## Action item
Filter the entries, keeping every line with the string "blue".

--- Working data ---

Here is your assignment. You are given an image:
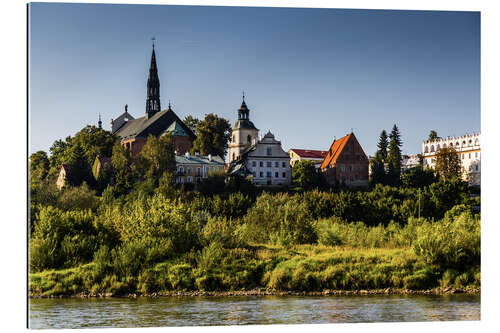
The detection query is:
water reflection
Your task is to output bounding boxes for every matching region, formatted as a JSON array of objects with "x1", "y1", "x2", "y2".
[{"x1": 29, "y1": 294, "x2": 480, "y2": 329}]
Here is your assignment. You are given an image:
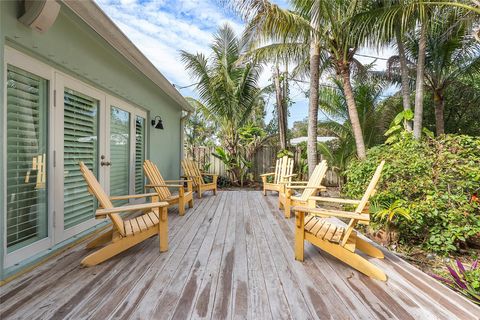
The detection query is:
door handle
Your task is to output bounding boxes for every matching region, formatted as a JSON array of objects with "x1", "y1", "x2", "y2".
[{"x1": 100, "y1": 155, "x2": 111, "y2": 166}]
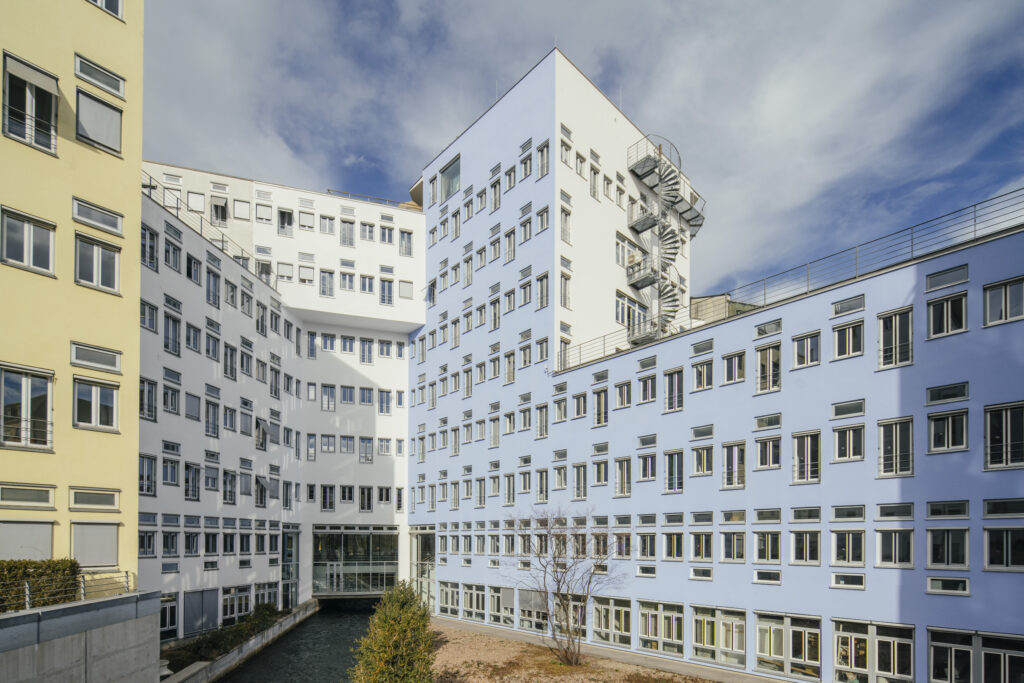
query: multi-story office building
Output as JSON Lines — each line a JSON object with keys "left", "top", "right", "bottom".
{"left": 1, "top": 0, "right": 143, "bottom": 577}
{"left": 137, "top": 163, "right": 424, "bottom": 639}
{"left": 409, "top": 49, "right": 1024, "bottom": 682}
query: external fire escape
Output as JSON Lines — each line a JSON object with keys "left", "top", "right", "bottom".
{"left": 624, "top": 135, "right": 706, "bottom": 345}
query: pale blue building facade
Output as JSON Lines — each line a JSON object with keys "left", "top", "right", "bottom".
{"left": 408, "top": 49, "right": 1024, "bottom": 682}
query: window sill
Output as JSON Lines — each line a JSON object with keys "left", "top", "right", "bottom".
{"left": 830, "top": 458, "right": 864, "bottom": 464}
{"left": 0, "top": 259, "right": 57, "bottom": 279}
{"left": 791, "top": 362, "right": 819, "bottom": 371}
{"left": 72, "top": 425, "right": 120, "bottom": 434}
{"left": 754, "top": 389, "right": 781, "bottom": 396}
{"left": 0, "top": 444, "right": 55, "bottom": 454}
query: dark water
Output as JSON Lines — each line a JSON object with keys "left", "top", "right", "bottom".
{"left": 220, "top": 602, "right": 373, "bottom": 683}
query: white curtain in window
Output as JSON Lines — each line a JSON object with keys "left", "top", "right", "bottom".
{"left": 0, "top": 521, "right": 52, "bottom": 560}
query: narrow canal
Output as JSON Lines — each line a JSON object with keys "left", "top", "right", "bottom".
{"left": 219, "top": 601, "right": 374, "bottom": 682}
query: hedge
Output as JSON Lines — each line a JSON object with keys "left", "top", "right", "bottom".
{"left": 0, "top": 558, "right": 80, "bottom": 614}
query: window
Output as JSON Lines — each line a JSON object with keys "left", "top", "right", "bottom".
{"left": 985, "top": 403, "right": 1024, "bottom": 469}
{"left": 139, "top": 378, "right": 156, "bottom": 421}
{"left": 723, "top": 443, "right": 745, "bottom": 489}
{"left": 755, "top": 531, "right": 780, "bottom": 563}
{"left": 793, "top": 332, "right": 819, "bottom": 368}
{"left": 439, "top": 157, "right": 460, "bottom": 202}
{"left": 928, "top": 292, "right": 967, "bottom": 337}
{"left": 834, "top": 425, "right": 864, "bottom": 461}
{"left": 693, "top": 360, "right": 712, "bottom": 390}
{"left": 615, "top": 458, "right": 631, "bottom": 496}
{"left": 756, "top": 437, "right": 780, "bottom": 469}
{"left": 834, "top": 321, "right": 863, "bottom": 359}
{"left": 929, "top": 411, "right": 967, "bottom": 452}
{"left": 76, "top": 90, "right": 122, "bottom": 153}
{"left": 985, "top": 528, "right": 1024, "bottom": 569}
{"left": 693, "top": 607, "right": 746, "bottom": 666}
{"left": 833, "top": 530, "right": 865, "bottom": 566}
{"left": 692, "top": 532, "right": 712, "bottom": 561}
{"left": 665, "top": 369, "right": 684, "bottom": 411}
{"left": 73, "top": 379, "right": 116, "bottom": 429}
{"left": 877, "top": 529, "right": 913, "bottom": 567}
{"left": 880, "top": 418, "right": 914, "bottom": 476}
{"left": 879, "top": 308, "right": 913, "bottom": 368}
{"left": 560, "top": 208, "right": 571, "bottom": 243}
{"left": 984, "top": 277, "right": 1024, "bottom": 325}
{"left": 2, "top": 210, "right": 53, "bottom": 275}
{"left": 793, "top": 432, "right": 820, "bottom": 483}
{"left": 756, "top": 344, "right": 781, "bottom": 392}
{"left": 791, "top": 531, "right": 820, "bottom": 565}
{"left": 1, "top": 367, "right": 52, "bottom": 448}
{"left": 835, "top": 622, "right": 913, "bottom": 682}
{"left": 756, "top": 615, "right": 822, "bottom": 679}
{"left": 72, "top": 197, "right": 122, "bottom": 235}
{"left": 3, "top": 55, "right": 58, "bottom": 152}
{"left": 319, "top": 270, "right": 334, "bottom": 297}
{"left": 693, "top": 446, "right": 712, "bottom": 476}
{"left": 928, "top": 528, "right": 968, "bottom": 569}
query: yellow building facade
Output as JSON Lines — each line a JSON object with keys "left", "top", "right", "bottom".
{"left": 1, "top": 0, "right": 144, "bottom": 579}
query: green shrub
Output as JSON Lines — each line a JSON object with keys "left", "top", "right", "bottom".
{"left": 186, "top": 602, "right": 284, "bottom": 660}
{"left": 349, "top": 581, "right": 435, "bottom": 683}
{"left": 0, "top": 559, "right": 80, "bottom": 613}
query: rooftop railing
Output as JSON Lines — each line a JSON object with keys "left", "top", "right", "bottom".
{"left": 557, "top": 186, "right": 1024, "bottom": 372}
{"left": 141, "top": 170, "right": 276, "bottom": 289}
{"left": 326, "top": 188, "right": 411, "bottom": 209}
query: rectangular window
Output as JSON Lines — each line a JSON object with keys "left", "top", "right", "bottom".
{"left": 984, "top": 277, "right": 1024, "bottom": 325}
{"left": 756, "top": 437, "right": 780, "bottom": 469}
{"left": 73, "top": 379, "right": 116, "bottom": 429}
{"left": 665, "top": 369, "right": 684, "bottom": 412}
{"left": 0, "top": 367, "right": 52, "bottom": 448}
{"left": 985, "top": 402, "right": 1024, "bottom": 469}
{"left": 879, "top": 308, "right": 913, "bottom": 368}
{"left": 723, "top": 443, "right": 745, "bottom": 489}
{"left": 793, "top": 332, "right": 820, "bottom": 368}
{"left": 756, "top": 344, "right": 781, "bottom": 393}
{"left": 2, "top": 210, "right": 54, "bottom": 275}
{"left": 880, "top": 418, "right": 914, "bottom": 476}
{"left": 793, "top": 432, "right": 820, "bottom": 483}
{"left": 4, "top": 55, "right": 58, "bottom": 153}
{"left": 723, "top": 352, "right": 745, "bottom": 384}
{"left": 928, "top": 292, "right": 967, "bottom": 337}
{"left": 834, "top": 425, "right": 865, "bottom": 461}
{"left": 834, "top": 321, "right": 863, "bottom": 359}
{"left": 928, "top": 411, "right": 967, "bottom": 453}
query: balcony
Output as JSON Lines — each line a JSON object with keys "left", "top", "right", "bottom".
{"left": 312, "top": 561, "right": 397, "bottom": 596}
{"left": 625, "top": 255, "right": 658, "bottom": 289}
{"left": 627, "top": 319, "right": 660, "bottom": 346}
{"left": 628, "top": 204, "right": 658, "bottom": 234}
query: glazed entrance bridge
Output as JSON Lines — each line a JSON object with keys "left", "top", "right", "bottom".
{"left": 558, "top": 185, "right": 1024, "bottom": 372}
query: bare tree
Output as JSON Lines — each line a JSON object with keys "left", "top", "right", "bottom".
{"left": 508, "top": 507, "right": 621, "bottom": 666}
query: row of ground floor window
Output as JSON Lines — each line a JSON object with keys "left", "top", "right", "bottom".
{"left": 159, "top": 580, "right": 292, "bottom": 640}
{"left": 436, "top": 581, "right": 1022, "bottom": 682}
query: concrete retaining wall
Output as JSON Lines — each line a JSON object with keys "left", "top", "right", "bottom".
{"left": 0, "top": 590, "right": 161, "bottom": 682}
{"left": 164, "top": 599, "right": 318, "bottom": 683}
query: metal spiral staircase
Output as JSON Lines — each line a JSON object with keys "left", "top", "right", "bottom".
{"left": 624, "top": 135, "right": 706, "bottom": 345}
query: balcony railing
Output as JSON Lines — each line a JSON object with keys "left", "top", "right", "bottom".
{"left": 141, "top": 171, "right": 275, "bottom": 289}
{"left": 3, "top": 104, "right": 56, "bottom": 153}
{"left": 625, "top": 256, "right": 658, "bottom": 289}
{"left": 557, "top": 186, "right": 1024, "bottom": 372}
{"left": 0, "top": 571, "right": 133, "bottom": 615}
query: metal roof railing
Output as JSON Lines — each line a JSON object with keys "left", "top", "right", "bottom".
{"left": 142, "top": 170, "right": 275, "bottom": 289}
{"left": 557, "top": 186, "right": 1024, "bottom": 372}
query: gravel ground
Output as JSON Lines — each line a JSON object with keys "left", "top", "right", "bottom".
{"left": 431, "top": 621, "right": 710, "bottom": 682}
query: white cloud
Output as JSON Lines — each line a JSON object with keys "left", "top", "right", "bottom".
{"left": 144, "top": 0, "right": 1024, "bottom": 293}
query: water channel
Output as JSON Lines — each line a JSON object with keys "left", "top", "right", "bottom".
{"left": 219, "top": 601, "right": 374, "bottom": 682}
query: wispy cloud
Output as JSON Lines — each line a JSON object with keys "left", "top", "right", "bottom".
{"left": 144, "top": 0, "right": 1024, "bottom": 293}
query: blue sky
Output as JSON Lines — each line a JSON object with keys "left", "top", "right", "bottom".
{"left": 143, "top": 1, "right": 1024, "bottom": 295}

---

## Response area
query: pale blue building facade
query: blue sky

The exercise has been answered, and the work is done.